AVAILABLE DATA section start
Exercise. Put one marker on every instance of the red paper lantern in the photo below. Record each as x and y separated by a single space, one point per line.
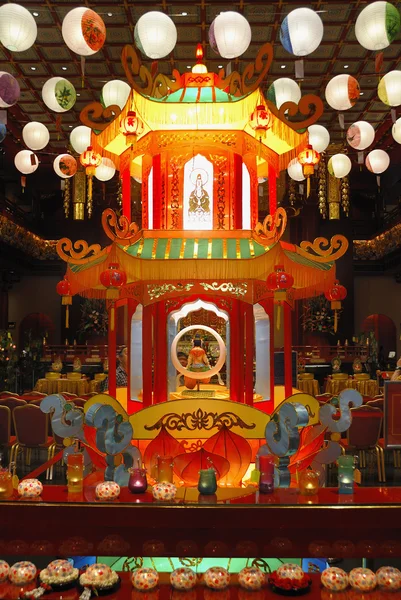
131 126
63 288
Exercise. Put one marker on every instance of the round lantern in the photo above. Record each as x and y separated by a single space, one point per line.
334 295
377 161
301 31
83 31
105 171
342 92
117 92
35 135
131 126
396 131
59 94
63 288
284 90
279 283
155 34
319 137
18 28
9 89
80 138
360 135
339 165
377 25
389 88
295 170
65 166
230 34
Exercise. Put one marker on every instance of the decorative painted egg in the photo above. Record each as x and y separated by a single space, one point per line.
334 579
362 579
389 578
216 578
22 572
183 578
30 488
164 491
4 570
107 490
145 579
251 578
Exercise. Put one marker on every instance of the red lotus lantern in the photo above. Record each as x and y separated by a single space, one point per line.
113 279
308 158
279 283
335 294
131 126
63 288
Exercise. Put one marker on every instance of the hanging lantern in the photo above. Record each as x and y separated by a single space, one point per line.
65 166
90 160
155 34
279 283
83 31
9 89
295 170
389 88
105 171
334 295
284 90
35 135
18 28
301 31
59 94
131 126
319 137
342 92
339 165
117 92
308 158
80 138
360 135
113 279
230 34
63 288
377 25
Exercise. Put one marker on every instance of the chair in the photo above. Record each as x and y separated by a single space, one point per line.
363 436
31 429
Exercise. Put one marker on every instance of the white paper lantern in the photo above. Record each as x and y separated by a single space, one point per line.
80 138
105 171
377 25
116 92
18 28
155 34
83 31
284 90
230 34
389 88
396 131
59 94
301 31
65 166
377 161
35 135
23 161
319 137
342 92
360 135
339 165
295 170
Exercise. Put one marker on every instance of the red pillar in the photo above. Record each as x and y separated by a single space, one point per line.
147 355
126 193
237 191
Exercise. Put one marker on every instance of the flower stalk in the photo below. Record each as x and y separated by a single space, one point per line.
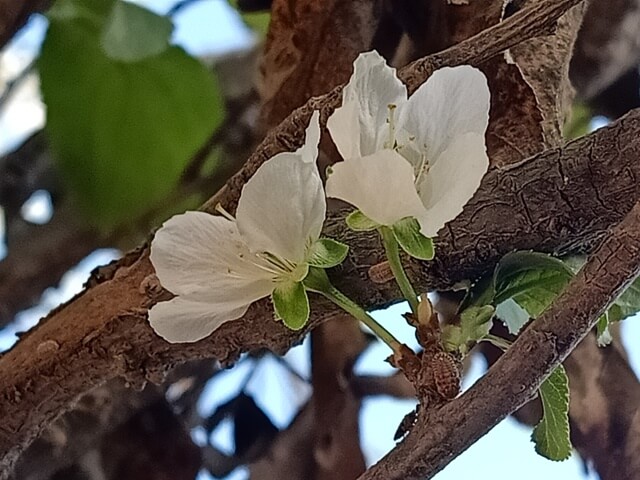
AVAILABLE DATA section end
WORK ORDER
Print all the entries again exactly as written, but without the pictures.

TASK ANSWER
Exercise. Put one marker on every instance of the red paper lantern in the photo below. Record each as x and y separated by a single space, one point per line.
131 126
63 288
Exercise. Put one marker on every instance of the round lantern in the photo above. Record each as x and y separated by a single space, one point per line.
334 295
377 161
301 31
83 31
105 171
342 92
117 92
35 135
131 126
396 131
59 94
63 288
284 90
279 283
155 34
319 137
18 28
9 89
80 138
360 135
339 165
377 25
389 88
295 170
65 166
230 34
Exercise. Put one marker on every instance of the decorative painted egg in the photo above. Record each as x and y separated by a single space, one point per line.
334 579
362 579
389 578
216 578
22 572
183 578
30 488
164 491
4 570
107 490
145 579
251 578
Exercise. Put one marker on every instance of the red lotus lantern in the photo above. Record each as x and y separated by a single space, one point per line.
113 279
308 158
279 283
335 294
131 126
63 288
Exercise. Put one marker on every instance of the hanging lantern in the photo above. Record each as x and y separated by a single space, one point per line.
65 166
90 160
155 34
279 283
83 31
9 89
295 170
389 88
105 171
334 295
284 90
35 135
18 28
301 31
59 94
131 126
319 137
342 92
339 165
117 92
308 158
80 138
360 135
113 279
230 34
63 288
377 25
Exercise. Put one marker on every instance of the chair in the photo above. Record each as x and y separated by a single space, one point per line.
363 436
31 429
Exercise. Put one marker on every instance of the white paper lantern in the photo above. Record each as x and y separated by a single space, one point per line.
80 138
105 171
377 25
116 92
18 28
155 34
83 31
284 90
230 34
389 88
396 131
59 94
301 31
65 166
377 161
35 135
23 161
319 137
342 92
360 135
339 165
295 170
Exercise. Put one marker on every instance of the red pillar in the photo above. Record each as x and y separated by a single space, one point per line.
147 355
126 193
237 191
Exercise. Put one marker on every instance of the flower stalk in the photo below. Record each as x and y separated by a single space, one point per line.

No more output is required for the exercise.